— Start Information provided —

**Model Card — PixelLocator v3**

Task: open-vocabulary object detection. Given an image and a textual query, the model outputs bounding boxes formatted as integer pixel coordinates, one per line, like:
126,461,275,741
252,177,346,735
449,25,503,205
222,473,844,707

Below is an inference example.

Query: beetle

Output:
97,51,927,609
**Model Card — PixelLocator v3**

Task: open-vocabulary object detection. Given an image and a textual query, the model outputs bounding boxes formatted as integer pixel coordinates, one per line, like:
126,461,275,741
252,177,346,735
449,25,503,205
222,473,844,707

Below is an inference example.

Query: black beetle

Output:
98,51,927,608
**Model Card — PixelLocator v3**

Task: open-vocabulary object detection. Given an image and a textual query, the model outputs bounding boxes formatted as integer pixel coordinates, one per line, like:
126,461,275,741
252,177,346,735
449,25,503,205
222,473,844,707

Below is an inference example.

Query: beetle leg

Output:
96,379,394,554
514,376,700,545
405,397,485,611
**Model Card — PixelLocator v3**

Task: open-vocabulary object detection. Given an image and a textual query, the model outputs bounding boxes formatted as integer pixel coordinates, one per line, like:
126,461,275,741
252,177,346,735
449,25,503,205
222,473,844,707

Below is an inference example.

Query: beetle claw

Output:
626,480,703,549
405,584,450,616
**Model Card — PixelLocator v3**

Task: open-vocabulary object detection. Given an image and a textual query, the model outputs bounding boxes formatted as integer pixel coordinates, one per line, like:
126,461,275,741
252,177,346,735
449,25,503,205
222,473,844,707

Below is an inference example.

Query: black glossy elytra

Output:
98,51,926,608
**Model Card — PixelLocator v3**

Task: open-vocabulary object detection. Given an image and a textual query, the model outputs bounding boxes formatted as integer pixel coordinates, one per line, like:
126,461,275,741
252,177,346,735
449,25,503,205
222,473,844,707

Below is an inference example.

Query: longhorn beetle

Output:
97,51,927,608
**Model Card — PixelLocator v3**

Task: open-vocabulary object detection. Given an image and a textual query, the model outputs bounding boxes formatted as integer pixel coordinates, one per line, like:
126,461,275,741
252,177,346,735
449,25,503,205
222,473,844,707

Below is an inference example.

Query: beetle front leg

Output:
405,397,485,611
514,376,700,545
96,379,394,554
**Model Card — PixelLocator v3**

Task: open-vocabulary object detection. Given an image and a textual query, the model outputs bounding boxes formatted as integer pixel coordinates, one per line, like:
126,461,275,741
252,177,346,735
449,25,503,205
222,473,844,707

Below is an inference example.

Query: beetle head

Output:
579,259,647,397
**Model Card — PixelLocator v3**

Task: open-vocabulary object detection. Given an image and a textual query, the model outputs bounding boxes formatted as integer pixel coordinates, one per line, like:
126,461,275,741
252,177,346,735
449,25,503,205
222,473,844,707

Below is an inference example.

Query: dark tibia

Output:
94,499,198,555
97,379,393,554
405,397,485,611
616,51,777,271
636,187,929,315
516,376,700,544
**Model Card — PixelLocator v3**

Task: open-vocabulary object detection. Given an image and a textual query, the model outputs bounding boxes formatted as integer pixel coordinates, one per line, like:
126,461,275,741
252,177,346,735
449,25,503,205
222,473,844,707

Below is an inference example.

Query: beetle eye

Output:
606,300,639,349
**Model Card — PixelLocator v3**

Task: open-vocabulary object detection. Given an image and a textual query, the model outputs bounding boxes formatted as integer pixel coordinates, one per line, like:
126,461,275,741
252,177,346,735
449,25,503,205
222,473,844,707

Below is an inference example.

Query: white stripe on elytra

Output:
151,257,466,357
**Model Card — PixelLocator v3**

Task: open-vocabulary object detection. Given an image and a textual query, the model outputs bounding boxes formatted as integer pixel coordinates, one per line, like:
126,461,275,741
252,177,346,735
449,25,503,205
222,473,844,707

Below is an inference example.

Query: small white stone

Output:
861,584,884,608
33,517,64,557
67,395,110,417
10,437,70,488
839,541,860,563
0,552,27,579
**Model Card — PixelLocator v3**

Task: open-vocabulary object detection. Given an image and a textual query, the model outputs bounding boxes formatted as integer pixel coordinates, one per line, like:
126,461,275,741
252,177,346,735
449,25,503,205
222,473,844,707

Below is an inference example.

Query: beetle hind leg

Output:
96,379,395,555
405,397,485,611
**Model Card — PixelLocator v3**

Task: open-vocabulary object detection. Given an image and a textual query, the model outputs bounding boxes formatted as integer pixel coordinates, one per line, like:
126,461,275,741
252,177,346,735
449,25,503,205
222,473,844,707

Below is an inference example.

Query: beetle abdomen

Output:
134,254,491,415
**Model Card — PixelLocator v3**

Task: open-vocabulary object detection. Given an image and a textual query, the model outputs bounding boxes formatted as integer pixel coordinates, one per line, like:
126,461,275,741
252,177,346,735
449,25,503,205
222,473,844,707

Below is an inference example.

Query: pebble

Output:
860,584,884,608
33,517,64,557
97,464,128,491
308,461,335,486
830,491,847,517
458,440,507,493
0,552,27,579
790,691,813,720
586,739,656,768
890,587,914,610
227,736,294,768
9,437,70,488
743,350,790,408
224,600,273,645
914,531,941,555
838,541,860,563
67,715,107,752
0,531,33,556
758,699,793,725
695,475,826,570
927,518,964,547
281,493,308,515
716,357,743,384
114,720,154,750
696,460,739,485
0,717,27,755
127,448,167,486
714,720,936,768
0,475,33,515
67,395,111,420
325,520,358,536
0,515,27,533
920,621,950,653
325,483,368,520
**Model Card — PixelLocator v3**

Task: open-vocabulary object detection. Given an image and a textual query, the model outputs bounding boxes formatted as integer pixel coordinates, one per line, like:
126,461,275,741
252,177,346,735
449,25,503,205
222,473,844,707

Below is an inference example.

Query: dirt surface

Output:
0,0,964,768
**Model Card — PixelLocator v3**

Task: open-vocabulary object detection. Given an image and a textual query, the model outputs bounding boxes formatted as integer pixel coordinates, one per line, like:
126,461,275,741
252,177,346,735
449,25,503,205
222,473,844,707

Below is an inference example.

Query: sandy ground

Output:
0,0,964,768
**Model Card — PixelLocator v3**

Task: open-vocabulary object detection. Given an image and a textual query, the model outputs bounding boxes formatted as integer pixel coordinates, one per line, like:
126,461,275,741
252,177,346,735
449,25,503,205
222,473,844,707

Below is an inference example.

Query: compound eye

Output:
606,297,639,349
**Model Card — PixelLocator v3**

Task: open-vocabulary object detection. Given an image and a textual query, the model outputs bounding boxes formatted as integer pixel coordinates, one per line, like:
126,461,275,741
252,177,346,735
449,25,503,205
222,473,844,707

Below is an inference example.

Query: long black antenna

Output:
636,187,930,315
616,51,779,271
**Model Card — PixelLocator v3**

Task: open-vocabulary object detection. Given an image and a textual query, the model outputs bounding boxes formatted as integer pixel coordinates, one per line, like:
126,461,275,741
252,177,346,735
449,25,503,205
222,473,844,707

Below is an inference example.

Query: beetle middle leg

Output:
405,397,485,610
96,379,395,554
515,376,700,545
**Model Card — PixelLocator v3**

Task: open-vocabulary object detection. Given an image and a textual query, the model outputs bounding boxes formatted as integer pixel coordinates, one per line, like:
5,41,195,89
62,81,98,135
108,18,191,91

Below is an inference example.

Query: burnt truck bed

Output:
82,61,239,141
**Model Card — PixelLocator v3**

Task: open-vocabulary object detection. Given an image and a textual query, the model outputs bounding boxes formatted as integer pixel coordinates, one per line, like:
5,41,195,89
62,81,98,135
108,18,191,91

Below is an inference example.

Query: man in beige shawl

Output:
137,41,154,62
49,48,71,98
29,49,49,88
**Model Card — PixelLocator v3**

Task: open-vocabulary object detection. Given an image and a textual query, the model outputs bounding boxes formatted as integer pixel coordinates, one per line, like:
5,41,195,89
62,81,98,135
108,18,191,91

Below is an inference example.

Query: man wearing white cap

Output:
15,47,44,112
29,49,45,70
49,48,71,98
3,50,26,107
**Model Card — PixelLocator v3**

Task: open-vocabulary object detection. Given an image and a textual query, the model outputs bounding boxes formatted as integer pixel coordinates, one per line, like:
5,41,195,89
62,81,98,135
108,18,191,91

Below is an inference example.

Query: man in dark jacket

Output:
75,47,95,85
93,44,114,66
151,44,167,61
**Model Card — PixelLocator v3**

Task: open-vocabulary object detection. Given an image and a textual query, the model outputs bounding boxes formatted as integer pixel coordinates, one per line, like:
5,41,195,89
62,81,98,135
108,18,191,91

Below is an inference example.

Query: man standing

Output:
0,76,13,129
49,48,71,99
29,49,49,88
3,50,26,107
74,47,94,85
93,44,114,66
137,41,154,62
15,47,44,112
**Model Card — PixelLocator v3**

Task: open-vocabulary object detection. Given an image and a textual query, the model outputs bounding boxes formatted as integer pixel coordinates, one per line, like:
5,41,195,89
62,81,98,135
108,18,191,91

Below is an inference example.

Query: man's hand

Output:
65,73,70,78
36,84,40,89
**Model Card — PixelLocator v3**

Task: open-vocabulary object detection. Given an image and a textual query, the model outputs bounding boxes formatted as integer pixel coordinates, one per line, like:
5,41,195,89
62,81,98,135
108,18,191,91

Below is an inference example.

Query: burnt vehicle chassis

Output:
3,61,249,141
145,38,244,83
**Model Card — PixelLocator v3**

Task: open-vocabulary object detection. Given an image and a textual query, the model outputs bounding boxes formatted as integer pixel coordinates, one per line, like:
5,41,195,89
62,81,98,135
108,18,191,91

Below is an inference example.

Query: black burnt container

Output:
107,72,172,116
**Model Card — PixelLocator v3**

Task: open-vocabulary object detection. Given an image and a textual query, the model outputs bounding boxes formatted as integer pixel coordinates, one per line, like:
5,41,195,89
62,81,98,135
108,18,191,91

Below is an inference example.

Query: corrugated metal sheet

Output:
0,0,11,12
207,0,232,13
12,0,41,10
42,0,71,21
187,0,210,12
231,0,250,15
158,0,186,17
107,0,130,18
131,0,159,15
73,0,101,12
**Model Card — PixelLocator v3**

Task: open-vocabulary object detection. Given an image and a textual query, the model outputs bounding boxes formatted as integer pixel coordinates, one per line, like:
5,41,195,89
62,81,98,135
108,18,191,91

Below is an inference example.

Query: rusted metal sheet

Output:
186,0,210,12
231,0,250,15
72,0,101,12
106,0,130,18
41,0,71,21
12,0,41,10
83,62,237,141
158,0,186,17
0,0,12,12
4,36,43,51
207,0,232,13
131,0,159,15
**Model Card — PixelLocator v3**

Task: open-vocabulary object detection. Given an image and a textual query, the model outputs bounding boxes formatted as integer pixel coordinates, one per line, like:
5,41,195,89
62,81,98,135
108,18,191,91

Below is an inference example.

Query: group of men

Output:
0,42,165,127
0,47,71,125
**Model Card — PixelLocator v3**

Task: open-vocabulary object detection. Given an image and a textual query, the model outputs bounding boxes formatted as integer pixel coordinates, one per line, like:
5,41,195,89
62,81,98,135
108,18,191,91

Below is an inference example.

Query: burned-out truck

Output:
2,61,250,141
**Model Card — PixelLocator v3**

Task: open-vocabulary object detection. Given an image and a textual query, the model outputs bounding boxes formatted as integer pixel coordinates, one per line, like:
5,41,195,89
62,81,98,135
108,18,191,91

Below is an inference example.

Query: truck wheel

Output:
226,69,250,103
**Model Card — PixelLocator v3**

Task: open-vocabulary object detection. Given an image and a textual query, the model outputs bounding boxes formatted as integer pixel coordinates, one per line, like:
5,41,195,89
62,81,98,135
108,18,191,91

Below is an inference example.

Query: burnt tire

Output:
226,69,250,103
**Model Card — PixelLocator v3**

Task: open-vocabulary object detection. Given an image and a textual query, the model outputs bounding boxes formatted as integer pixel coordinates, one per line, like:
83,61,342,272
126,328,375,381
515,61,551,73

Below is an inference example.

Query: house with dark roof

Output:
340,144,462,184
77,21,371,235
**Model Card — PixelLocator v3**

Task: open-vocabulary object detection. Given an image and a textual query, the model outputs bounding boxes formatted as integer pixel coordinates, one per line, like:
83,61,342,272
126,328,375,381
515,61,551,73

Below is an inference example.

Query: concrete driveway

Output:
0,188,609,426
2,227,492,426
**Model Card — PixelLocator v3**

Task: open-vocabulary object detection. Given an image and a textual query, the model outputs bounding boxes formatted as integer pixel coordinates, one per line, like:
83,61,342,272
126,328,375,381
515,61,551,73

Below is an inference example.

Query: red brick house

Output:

— End Information provided —

# Written exercise:
Return the stretch from the first line above through the line that contains "98,51,927,608", both ends included, reproducing each line with no changes.

# Solution to this problem:
**Model Card — PixelLocator v3**

Task: open-vocabulary object detection. Given an image and a textual query, the model outputs bounding boxes formatted as integer pixel coordinates, one per line, like:
126,461,275,741
252,177,346,735
449,25,503,205
222,473,844,707

Below is an inference example.

Query: beetle

Output:
97,51,927,609
**Model Card — PixelLocator v3**

Task: open-vocabulary object detection. Given an image and a textual query, the model outputs bounding boxes formatted as integer pixel coordinates, one per line, like:
126,461,275,741
252,177,346,735
449,25,503,205
222,473,844,707

Below is an inference example.

Query: black beetle

Output:
98,51,927,608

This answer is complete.